▶ [Stated exercise 1]:
In the column on the Biden economy, what kind of people does the author say all of the economic questions and comments came from?
▶ [Stated exercise 2]:
From the column, output the passage that begins at the words "However, for those" and stops after the words "anxiety is unrelenting.".
▶ [Stated exercise 3]:
Translate this sentence from the column into Spanish: "For people toward the end of successful careers or beyond, and those with far more assets than liabilities on their personal balance sheet, these times are not that bad."

▶ [Document section]:
..........

Colorado Politics

The comfort and discomfort of the Biden economy | SONDERMANN

Over recent months, the question has come my way multiple times in various forms.

“Can you explain to me why Joe Biden is taking all of this heat on the economy?”

“The economy doesn’t seem that bad. What gives with Biden’s poll numbers?”

“Inflation is much less than it was a year ago. Why doesn’t our president get credit?”

“We’re doing just fine. Why are so many people so unhappy?”

That last variation is the most telling. As the one thing all such questions have in common is that they come from people of similar economic class and circumstance.

Whether over a social visit or a meal, whether in Denver or in the mountains, or whether in a public setting or over social media, all of these comments originated with people, like me, approaching senior status who are financially comfortable or better than that.

For people toward the end of successful careers or beyond, and those with far more assets than liabilities on their personal balance sheet, these times are not that bad. In fact, for many, they are quite robust.

However, for those on the economic margins of society or for those doing their damnedest to support a family and get to the next paycheck, the anxiety is unrelenting.

..........

▶ [Raw data]:
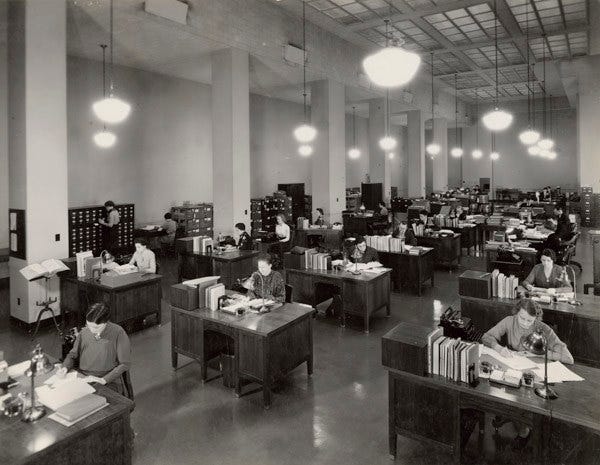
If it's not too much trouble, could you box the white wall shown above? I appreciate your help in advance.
[67,57,212,223]
[462,105,578,190]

..........

▶ [Complete response 1]:
People approaching senior status who are financially comfortable or better than that.

▶ [Complete response 2]:
However, for those on the economic margins of society or for those doing their damnedest to support a family and get to the next paycheck, the anxiety is unrelenting.

▶ [Complete response 3]:
Para las personas que están cerca del final de carreras exitosas o que ya las han dejado atrás, y para quienes tienen muchos más activos que pasivos en su balance personal, estos tiempos no son tan malos.